Many years ago, a student of mine, Phil, asked a simple question: why do people elbow their way onto committees and into public positions, and then not do what they have yelled, screamed, kicked, agitated, mobilized to do?

Isn’t it odd to put so much energy into something and then not do it?

A study of student politicians

Phil’s study was simple.

Students spend a lot of time in queues. He used his queues to find student leaders who had promised publicly to do something for their club or society the very next day.

He was looking for

  • elected leaders (who had volunteered for that job out of all the public posts available in a University)
  • volunteered to their task
  • offered and promised to do it in front of other people
  • expected to do it and complete the next day.

He found his leaders as he queued for lunch or the library or whatever and secured their agreement to be interviewed fully that evening in their study-bedroom and then again, the following evening, after the task was completed.

• [DATA SUPPLIED]:
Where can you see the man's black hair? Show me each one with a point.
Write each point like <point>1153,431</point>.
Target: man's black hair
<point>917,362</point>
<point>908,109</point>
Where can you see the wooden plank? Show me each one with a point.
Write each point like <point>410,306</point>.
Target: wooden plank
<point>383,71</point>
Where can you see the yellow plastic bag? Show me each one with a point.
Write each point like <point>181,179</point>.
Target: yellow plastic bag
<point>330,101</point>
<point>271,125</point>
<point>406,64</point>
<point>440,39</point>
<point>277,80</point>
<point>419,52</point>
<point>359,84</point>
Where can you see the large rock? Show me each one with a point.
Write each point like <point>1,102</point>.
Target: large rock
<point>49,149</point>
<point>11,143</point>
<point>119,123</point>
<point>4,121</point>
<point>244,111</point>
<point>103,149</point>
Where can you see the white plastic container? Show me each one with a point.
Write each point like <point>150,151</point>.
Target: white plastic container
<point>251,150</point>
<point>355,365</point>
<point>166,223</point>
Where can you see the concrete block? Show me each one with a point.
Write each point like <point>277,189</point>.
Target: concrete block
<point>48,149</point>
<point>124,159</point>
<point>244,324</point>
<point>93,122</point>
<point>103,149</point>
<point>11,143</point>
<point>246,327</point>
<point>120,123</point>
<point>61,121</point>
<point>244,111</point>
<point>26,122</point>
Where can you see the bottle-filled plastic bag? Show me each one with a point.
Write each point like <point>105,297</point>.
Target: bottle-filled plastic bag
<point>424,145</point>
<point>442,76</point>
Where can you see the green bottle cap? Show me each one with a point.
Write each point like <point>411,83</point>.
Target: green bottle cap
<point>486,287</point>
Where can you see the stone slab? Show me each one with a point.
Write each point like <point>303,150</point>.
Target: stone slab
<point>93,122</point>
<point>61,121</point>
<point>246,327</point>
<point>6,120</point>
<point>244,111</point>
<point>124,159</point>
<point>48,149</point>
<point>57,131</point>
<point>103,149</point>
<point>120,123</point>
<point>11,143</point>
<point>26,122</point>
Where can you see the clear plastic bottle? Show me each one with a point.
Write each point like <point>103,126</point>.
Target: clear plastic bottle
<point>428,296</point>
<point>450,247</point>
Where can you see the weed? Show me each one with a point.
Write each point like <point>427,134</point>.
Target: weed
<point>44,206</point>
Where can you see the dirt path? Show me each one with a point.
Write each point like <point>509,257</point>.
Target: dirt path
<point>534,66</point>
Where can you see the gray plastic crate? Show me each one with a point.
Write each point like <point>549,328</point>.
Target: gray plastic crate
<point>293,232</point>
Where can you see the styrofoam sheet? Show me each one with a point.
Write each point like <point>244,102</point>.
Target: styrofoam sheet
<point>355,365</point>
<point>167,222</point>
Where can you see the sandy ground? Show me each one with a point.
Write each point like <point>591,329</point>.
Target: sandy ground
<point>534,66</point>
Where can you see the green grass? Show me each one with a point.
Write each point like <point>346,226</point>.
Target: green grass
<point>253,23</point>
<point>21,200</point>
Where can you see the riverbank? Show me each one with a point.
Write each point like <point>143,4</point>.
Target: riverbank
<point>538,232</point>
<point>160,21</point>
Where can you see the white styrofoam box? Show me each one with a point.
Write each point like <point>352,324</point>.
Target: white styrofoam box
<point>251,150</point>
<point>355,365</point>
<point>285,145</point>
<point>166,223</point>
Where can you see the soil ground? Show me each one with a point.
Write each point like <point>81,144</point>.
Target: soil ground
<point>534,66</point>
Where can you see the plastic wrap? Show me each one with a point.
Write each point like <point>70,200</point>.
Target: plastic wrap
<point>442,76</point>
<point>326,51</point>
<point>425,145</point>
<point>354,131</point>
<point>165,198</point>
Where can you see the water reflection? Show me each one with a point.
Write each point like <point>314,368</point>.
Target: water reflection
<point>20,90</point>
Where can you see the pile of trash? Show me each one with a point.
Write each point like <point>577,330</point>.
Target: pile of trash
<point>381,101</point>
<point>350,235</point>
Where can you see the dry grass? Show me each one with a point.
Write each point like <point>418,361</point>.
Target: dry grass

• [THINGS TO DO]:
(A) Output the passage about Phil's study of student politicians exactly, from "Many years ago, a" up to and including "then not do it?".
(B) According to the passage about Phil's study, why did he use queues to find student leaders? Answer in one to three sentences.
(C) Answer these questions from the passage about Phil's study:
(i) What was the name of the student who asked the question?
(ii) For whom had the student leaders promised to do something?
(iii) Where were the leaders interviewed?

• [TASK-BY-TASK RESULTS]:
(A)
Many years ago, a student of mine, Phil, asked a simple question: why do people elbow their way onto committees and into public positions, and then not do what they have yelled, screamed, kicked, agitated, mobilized to do?

Isn’t it odd to put so much energy into something and then not do it?

(B) Students spend a lot of time in queues. So Phil used the queues he stood in, for lunch, the library or elsewhere, to find student leaders who had publicly promised to do something for their club or society the next day.

(C)
(i) Phil
(ii) Their club or society
(iii) In their study-bedroom